_ASSIGNMENT:_
Show every line from the entries that follow which holds the word "photo".

_Natural language region descriptions:_
== Segment start ==

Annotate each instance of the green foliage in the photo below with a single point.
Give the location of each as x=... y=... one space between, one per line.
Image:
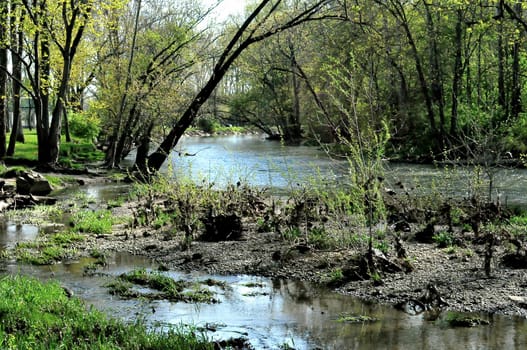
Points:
x=96 y=222
x=84 y=125
x=34 y=315
x=169 y=288
x=291 y=234
x=351 y=318
x=335 y=277
x=208 y=125
x=457 y=319
x=444 y=239
x=520 y=220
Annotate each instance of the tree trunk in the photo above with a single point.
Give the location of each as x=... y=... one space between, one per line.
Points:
x=502 y=97
x=17 y=39
x=435 y=73
x=516 y=89
x=295 y=126
x=458 y=71
x=3 y=76
x=144 y=148
x=231 y=52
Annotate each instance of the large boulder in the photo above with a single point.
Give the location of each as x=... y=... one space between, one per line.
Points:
x=30 y=182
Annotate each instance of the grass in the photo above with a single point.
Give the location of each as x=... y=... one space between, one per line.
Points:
x=52 y=249
x=167 y=287
x=35 y=315
x=96 y=222
x=72 y=154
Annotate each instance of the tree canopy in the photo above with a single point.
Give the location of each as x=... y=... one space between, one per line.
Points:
x=444 y=76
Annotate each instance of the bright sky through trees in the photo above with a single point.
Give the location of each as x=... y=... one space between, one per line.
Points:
x=226 y=8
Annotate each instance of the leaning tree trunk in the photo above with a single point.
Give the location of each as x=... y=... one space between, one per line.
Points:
x=3 y=77
x=17 y=133
x=231 y=52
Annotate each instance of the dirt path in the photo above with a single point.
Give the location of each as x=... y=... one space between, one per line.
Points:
x=458 y=274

== Segment end ==

_ANSWER SECTION:_
Annotate each instance of the green foliage in the photo below with a single point.
Annotate each instance of the tree trunk in the photo above with a single point.
Annotate each instance of the large boulder in the photo above with a single point.
Annotate each instance of the grass in the photo above with a single point.
Annotate each instance of the tree canopy in the photo above with a single point.
Annotate each instance of the bright sky through trees in the photo above with a single point.
Annotate each instance of the leaning tree trunk in the photo above with a single point.
Annotate each instance of the dirt path in the photo above with a single point.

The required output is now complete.